## What needs to be done
Recast these lines as a Markdown table with the columns Nr and Line, leaving out blank lines.

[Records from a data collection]
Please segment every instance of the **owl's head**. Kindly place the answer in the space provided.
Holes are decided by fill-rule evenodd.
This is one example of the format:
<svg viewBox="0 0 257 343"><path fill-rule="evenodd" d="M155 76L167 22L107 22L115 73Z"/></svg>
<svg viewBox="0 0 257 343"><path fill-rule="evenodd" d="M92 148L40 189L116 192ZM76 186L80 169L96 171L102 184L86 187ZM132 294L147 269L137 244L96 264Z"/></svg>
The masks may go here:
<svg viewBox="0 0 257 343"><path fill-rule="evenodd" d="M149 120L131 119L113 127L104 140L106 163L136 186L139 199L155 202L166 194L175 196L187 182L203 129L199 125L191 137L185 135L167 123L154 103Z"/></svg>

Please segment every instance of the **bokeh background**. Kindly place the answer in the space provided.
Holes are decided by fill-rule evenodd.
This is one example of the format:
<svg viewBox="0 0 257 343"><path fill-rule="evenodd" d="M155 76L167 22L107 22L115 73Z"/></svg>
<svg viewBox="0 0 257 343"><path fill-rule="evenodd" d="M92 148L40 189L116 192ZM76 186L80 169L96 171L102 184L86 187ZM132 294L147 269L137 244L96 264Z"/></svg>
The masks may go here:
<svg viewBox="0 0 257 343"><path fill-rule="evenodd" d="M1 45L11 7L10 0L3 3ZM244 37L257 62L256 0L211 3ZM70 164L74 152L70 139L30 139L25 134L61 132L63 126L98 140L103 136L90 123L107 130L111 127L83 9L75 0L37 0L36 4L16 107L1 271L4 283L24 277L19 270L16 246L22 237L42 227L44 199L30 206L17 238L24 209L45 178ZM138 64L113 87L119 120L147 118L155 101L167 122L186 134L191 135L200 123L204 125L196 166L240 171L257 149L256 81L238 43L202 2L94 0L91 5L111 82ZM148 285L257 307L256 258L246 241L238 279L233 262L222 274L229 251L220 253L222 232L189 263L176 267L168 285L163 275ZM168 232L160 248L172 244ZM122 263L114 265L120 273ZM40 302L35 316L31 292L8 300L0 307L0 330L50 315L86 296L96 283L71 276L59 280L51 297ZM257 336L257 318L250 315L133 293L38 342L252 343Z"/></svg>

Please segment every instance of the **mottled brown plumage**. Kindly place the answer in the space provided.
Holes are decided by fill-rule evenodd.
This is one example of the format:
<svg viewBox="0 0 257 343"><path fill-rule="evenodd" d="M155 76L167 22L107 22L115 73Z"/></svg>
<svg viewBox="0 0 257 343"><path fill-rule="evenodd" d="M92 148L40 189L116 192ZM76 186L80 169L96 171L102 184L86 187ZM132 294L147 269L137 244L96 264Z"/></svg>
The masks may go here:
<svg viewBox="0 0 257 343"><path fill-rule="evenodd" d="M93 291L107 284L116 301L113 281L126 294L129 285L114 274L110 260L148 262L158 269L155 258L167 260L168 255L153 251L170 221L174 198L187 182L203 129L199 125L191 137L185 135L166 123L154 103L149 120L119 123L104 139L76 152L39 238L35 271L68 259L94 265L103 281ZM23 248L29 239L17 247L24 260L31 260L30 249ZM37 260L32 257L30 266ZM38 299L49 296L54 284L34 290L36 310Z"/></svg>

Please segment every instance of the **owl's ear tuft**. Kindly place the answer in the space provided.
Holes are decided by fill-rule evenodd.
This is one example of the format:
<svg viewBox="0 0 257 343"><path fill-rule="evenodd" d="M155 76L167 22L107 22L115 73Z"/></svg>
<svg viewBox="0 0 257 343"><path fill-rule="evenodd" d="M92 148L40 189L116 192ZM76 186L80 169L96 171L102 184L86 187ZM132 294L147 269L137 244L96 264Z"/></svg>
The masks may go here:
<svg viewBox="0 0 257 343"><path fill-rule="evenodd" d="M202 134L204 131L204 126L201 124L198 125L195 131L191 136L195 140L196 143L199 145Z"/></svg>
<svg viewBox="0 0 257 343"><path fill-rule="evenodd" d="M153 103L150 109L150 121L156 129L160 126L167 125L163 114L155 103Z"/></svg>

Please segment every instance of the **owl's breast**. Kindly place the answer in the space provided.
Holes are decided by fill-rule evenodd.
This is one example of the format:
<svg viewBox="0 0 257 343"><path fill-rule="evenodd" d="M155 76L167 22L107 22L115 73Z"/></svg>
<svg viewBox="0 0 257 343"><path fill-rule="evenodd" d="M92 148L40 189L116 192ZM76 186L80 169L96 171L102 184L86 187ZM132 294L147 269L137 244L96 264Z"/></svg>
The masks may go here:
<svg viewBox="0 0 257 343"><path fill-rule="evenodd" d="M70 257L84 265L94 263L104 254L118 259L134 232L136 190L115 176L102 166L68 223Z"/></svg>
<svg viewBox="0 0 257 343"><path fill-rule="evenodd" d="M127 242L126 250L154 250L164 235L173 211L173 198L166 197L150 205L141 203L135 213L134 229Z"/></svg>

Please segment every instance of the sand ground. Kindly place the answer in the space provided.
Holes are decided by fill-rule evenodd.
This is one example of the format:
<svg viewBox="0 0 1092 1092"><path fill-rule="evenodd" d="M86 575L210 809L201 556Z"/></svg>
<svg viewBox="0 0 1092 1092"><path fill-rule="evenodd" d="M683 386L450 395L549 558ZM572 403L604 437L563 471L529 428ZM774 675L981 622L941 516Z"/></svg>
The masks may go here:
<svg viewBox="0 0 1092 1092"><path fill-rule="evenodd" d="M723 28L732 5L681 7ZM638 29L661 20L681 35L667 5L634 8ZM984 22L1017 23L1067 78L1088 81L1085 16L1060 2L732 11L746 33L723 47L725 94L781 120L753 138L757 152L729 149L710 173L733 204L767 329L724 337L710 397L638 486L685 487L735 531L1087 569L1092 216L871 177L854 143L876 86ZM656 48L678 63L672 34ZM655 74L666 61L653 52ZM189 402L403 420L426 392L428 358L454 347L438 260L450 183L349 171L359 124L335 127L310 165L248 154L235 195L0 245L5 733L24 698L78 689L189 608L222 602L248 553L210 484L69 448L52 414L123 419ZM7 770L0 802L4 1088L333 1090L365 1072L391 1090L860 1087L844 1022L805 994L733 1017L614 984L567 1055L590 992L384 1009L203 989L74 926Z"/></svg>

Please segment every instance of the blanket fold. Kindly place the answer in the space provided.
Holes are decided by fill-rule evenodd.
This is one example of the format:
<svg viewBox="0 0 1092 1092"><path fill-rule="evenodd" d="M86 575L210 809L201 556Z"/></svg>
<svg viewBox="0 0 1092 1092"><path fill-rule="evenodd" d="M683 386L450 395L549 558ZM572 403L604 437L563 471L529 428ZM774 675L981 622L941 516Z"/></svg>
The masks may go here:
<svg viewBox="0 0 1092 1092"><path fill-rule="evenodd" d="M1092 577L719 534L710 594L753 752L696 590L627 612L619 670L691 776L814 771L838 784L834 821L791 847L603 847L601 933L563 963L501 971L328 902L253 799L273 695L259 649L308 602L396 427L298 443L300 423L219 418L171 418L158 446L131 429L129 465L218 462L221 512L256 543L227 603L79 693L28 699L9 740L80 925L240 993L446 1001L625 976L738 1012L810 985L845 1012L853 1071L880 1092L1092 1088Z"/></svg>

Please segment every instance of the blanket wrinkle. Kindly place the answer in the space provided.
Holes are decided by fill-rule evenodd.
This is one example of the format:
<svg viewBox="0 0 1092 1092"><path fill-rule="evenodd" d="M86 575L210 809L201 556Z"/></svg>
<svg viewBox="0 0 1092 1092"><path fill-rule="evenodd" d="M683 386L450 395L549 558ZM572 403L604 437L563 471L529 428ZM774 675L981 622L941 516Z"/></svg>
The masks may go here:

## Answer to the task
| Nr | Line |
|---|---|
| 1 | Please segment every instance of the **owl's head**. Kindly place the answer in the space provided. |
| 2 | Holes are decided by fill-rule evenodd. |
| 3 | This is one example of the format: |
| 4 | <svg viewBox="0 0 257 343"><path fill-rule="evenodd" d="M155 76L167 22L107 22L115 73Z"/></svg> |
| 5 | <svg viewBox="0 0 257 343"><path fill-rule="evenodd" d="M92 148L40 189L116 192ZM76 186L80 169L96 171L102 184L86 187ZM132 294L147 269L137 244L96 264Z"/></svg> |
| 6 | The masks may go here: |
| 7 | <svg viewBox="0 0 257 343"><path fill-rule="evenodd" d="M149 120L131 119L113 127L104 140L106 163L136 186L139 199L155 202L166 194L175 196L187 182L203 129L199 125L191 137L185 135L167 123L154 103Z"/></svg> |
| 8 | Please segment every instance of the **bokeh background**. Kindly place the answer in the space provided. |
| 9 | Holes are decided by fill-rule evenodd. |
| 10 | This is one example of the format: |
| 11 | <svg viewBox="0 0 257 343"><path fill-rule="evenodd" d="M155 76L167 22L107 22L115 73Z"/></svg> |
| 12 | <svg viewBox="0 0 257 343"><path fill-rule="evenodd" d="M92 148L40 189L116 192ZM76 186L80 169L96 171L102 184L86 187ZM132 294L147 269L137 244L96 264Z"/></svg> |
| 13 | The masks may go here: |
| 14 | <svg viewBox="0 0 257 343"><path fill-rule="evenodd" d="M1 45L11 7L10 0L3 3ZM244 37L257 62L256 0L211 3ZM70 164L74 152L70 139L30 139L25 134L61 132L63 126L98 140L103 136L90 123L107 130L111 127L83 9L75 0L37 0L36 4L16 107L1 271L4 283L24 277L19 270L16 246L22 237L42 227L44 199L30 206L17 238L24 209L45 178ZM138 64L113 87L119 120L147 118L155 101L167 122L186 134L191 135L200 123L204 125L196 166L240 171L257 149L256 81L238 43L202 2L94 0L91 5L111 82ZM148 285L257 307L256 258L246 241L238 279L233 262L222 274L229 251L220 253L222 232L189 263L176 267L168 285L163 275ZM168 232L160 248L172 244ZM122 263L114 265L120 273ZM40 302L35 316L31 292L8 300L0 307L0 330L50 315L86 296L96 283L71 276L59 280L51 297ZM257 336L257 318L250 315L133 293L38 342L252 343Z"/></svg> |
| 15 | Please segment every instance of the **mottled brown plumage**. Kindly place the answer in the space provided. |
| 16 | Holes are decided by fill-rule evenodd. |
| 17 | This is one example of the format: |
| 18 | <svg viewBox="0 0 257 343"><path fill-rule="evenodd" d="M155 76L167 22L107 22L115 73Z"/></svg> |
| 19 | <svg viewBox="0 0 257 343"><path fill-rule="evenodd" d="M92 148L40 189L116 192ZM76 186L80 169L96 171L102 184L86 187ZM132 294L147 269L137 244L96 264Z"/></svg> |
| 20 | The masks may go here: |
| 21 | <svg viewBox="0 0 257 343"><path fill-rule="evenodd" d="M93 291L107 284L116 301L113 281L126 294L129 285L114 274L110 260L148 262L158 269L155 258L167 260L168 255L153 251L170 221L174 198L187 182L203 129L199 125L191 137L185 135L166 123L154 103L149 120L119 123L104 139L76 152L39 238L35 271L68 259L94 265L103 281ZM23 248L29 239L17 247L24 260L31 260L30 249ZM37 260L32 257L30 266ZM38 299L49 296L54 284L34 290L36 310Z"/></svg> |
| 22 | Please segment every instance of the **owl's ear tuft**. Kindly place the answer in the space provided. |
| 23 | Holes are decided by fill-rule evenodd. |
| 24 | This is one example of the format: |
| 25 | <svg viewBox="0 0 257 343"><path fill-rule="evenodd" d="M155 76L167 22L107 22L115 73Z"/></svg> |
| 26 | <svg viewBox="0 0 257 343"><path fill-rule="evenodd" d="M92 148L40 189L116 192ZM76 186L80 169L96 171L102 184L86 187ZM132 294L147 269L137 244L96 264Z"/></svg> |
| 27 | The masks may go here: |
| 28 | <svg viewBox="0 0 257 343"><path fill-rule="evenodd" d="M202 134L204 131L204 126L201 124L198 125L195 131L191 136L195 140L196 143L199 145Z"/></svg> |
| 29 | <svg viewBox="0 0 257 343"><path fill-rule="evenodd" d="M153 103L150 109L150 121L156 129L160 126L167 125L163 114L155 103Z"/></svg> |
| 30 | Please segment every instance of the **owl's breast**. Kindly place the answer in the space provided. |
| 31 | Holes are decided by fill-rule evenodd. |
| 32 | This is one example of the format: |
| 33 | <svg viewBox="0 0 257 343"><path fill-rule="evenodd" d="M155 76L167 22L107 22L115 73Z"/></svg> |
| 34 | <svg viewBox="0 0 257 343"><path fill-rule="evenodd" d="M92 148L40 189L116 192ZM76 186L80 169L96 171L102 184L86 187ZM132 294L147 269L137 244L96 264Z"/></svg> |
| 35 | The masks may go here: |
| 36 | <svg viewBox="0 0 257 343"><path fill-rule="evenodd" d="M70 257L84 265L94 263L104 254L118 259L134 232L136 190L115 176L102 166L68 223Z"/></svg> |
| 37 | <svg viewBox="0 0 257 343"><path fill-rule="evenodd" d="M127 242L126 250L154 250L164 235L173 211L173 198L166 197L150 205L141 203L135 213L134 229Z"/></svg> |
| 38 | Please segment every instance of the sand ground. Kindly place the answer in the space provided. |
| 39 | Holes are decided by fill-rule evenodd. |
| 40 | This is one example of the format: |
| 41 | <svg viewBox="0 0 1092 1092"><path fill-rule="evenodd" d="M86 575L210 809L201 556Z"/></svg> |
| 42 | <svg viewBox="0 0 1092 1092"><path fill-rule="evenodd" d="M683 386L450 395L549 558ZM572 403L604 437L563 471L529 428ZM774 675L981 622L941 516Z"/></svg> |
| 43 | The masks may go here: |
| 44 | <svg viewBox="0 0 1092 1092"><path fill-rule="evenodd" d="M723 28L732 5L681 7ZM638 29L661 20L681 35L667 5L634 8ZM984 22L1017 23L1067 78L1088 81L1085 16L1060 2L732 11L746 33L723 47L725 94L781 120L753 138L757 152L729 149L710 173L733 204L767 329L724 337L710 397L638 486L685 487L735 531L1087 569L1092 216L871 177L854 143L876 86ZM656 48L678 63L672 34ZM655 74L666 61L653 52ZM189 402L403 420L426 392L428 358L454 347L438 260L450 183L349 171L359 124L335 127L310 165L248 154L235 195L0 245L5 733L24 698L78 689L189 608L222 602L248 553L210 484L69 448L52 414L123 419ZM7 770L0 802L4 1088L333 1090L365 1072L391 1090L860 1087L844 1022L805 994L733 1017L614 984L567 1055L590 992L384 1009L203 989L74 926Z"/></svg> |
| 45 | Please segment every instance of the blanket fold. Kindly place the answer in the space provided. |
| 46 | Holes are decided by fill-rule evenodd. |
| 47 | This is one example of the format: |
| 48 | <svg viewBox="0 0 1092 1092"><path fill-rule="evenodd" d="M86 575L210 809L201 556Z"/></svg> |
| 49 | <svg viewBox="0 0 1092 1092"><path fill-rule="evenodd" d="M683 386L450 395L549 558ZM572 403L604 437L563 471L529 428ZM774 675L981 622L941 516Z"/></svg> |
| 50 | The masks may go here: |
| 51 | <svg viewBox="0 0 1092 1092"><path fill-rule="evenodd" d="M1092 577L719 534L710 594L753 752L696 590L627 612L619 670L691 776L814 771L838 784L834 821L791 847L603 847L601 933L563 963L501 971L328 902L253 799L273 695L259 649L308 602L396 427L298 443L300 423L219 418L171 418L158 446L131 429L129 465L218 462L221 512L256 543L227 603L79 693L28 699L9 740L80 925L240 993L446 1001L625 976L738 1012L810 985L845 1012L853 1071L880 1092L1092 1088Z"/></svg> |
| 52 | Please segment every instance of the blanket wrinkle. Kindly place the answer in the space provided. |
| 53 | Holes are decided by fill-rule evenodd. |
| 54 | This is one example of the format: |
| 55 | <svg viewBox="0 0 1092 1092"><path fill-rule="evenodd" d="M86 575L210 809L201 556Z"/></svg> |
| 56 | <svg viewBox="0 0 1092 1092"><path fill-rule="evenodd" d="M683 386L450 395L549 558ZM572 403L604 437L563 471L529 428ZM774 675L981 622L941 516Z"/></svg> |
| 57 | The masks may go here: |